● **Source text**
○ ○ ○

At the first cell I got problems, and a message was:
ImportError: No module named 'sparkdl'.
I installed the module in my cluster library. Got
ImportError: No module named 'keras'.
Installed this as well. Then the same thing with tensorflow
. At this point I got
ConnectException error: This is often caused by an OOM error that causes the connection to the Python REPL to be closed. Check your query's memory usage.
I tried different order for module installation. In particular since keras
is build on the top of tensorflow
I put the last one before first. Finally I got a list of all required modules: sparkdl
, tensorflow
, tensorflowonspark
, tensorframes
, kafka
, jieba
, keras
.
I wish somewhere would be a list with them. Still was getting an error message:
AttributeError: module 'tensorflow' has no attribute 'Session'
As far as I know `Session` method is a base `tensorflow` method. Googling did not yield a solution for PySpark.

○ ○ ○

● **Required work**
Could you resume the sparkdl installation post from the point where it stops? The lines here have nothing to do with the sparkdl installation post.

● **Data excerpts**
○ ○ ○

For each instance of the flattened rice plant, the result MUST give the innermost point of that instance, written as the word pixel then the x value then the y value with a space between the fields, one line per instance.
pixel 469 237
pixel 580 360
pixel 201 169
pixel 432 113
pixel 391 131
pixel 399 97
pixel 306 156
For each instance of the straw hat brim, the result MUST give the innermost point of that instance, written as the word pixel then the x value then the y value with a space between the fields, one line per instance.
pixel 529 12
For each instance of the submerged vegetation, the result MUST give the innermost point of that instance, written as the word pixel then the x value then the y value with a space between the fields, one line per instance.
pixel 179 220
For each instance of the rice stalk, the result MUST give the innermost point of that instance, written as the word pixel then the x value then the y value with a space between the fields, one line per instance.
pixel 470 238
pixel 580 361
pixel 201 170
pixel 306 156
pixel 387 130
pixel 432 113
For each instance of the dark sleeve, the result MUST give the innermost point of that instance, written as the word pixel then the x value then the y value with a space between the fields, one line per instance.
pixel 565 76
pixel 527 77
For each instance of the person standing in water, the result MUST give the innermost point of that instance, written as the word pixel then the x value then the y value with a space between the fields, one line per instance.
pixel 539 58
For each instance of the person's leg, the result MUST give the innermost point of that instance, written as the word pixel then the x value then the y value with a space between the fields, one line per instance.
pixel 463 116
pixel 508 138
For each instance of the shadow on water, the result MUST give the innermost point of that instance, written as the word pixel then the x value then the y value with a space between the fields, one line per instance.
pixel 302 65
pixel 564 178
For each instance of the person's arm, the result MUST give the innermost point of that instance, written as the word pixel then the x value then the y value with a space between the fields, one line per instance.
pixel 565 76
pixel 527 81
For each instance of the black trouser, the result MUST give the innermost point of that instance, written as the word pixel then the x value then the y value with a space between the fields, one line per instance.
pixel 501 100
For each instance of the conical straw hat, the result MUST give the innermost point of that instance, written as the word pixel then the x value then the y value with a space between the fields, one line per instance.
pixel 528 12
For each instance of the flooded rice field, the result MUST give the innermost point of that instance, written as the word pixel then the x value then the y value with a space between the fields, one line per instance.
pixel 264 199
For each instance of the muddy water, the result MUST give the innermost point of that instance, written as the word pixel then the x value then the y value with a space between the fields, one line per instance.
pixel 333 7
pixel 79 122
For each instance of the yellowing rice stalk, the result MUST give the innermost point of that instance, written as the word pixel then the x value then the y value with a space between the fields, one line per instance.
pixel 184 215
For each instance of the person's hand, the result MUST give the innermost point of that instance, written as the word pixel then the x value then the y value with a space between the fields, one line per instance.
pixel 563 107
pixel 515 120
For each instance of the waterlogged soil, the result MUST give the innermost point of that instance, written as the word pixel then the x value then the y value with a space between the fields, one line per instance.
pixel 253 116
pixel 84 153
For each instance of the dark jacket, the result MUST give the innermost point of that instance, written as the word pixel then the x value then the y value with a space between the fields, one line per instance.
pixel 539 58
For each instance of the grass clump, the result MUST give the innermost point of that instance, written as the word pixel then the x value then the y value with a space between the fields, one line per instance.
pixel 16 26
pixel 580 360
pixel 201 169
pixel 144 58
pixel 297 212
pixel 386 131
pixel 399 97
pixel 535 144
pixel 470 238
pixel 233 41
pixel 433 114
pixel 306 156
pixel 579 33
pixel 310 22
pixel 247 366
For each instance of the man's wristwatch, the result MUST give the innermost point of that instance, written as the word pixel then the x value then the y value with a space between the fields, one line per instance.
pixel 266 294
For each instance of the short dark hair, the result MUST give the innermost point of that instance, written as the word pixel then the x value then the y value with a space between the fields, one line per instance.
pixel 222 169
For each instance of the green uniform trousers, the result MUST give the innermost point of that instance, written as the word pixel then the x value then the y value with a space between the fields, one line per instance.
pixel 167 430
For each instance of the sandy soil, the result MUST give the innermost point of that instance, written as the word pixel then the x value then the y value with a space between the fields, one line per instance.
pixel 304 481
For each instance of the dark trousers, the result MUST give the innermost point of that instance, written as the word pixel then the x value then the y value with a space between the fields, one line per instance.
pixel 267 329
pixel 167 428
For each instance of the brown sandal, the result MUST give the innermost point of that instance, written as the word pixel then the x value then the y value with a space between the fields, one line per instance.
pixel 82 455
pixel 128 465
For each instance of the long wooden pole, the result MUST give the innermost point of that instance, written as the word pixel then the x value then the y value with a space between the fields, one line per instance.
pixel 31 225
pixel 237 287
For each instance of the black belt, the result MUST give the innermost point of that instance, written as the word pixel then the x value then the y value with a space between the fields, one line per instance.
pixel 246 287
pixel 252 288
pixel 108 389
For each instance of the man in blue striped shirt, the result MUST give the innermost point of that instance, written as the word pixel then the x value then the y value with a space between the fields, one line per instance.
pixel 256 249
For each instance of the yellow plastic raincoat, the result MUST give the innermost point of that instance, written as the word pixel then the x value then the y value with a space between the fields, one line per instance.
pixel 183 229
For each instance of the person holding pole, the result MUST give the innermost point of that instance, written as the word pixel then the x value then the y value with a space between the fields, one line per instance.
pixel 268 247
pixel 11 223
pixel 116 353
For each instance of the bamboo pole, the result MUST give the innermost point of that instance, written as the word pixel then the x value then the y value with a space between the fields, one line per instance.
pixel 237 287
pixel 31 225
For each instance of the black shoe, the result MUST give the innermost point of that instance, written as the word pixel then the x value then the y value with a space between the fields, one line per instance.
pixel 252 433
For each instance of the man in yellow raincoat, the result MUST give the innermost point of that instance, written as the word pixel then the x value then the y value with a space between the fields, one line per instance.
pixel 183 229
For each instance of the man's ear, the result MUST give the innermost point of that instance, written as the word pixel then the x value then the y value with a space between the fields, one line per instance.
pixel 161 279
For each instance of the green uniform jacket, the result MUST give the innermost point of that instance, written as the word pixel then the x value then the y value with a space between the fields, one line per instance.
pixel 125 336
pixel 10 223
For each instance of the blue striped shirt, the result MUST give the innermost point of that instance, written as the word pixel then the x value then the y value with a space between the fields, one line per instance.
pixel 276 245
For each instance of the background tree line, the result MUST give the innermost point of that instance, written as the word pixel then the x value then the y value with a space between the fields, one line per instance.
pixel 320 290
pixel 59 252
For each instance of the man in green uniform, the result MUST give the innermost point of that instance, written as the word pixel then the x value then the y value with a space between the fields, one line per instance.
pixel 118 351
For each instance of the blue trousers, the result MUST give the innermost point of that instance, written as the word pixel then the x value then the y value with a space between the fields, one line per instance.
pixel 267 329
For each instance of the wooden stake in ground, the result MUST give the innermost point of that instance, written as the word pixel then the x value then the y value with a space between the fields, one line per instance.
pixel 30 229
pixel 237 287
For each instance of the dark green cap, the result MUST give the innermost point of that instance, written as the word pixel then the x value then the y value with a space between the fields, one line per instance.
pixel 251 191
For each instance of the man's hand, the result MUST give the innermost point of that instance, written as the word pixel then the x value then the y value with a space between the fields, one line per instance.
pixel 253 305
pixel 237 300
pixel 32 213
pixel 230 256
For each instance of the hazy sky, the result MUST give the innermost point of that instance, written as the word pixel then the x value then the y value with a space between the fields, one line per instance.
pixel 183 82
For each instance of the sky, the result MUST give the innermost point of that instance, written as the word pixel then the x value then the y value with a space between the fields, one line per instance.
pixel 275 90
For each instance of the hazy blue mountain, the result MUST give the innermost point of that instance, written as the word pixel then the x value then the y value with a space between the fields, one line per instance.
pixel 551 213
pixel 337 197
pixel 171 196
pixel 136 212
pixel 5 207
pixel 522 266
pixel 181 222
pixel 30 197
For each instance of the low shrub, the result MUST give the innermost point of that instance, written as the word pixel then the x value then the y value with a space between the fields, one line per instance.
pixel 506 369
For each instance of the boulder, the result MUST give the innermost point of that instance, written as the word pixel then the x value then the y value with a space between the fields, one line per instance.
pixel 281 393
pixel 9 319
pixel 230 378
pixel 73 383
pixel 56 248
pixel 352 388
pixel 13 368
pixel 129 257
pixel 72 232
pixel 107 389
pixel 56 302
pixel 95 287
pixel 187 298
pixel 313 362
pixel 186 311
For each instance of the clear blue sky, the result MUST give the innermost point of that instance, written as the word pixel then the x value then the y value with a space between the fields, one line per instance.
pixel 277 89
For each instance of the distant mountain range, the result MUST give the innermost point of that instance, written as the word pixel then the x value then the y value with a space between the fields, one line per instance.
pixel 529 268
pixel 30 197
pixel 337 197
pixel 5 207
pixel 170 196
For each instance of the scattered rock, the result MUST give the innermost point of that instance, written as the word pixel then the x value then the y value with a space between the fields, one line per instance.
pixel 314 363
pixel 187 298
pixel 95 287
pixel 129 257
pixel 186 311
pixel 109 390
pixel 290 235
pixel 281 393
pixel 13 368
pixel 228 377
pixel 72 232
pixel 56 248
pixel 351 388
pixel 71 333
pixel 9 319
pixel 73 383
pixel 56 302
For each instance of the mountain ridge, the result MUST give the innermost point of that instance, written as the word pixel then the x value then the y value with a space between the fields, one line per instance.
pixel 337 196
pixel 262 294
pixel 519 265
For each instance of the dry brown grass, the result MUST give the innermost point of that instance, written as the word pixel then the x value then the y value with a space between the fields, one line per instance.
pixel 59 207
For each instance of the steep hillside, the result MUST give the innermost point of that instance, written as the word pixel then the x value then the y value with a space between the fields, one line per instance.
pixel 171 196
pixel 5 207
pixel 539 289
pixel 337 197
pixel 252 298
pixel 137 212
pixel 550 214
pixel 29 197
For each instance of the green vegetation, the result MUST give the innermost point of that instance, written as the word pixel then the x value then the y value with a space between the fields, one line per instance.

○ ○ ○

● **Output below**
I found Spark Deep Learning repository on github and read current recommendations, just in case it's here: https://github.com/databricks/spark-deep-learning/blob/master/README.md
We see the advice "To work with the latest code, Spark 2.3.0 is
required and Python 3.6 & Scala 2.11 are recommended". Thus I need
to create a cluster with these versions. But there is no such option
for me when I create a cluster, see attached picture.
I may use only Spark 2.4.* or 2.2.*
Can somebody please help me?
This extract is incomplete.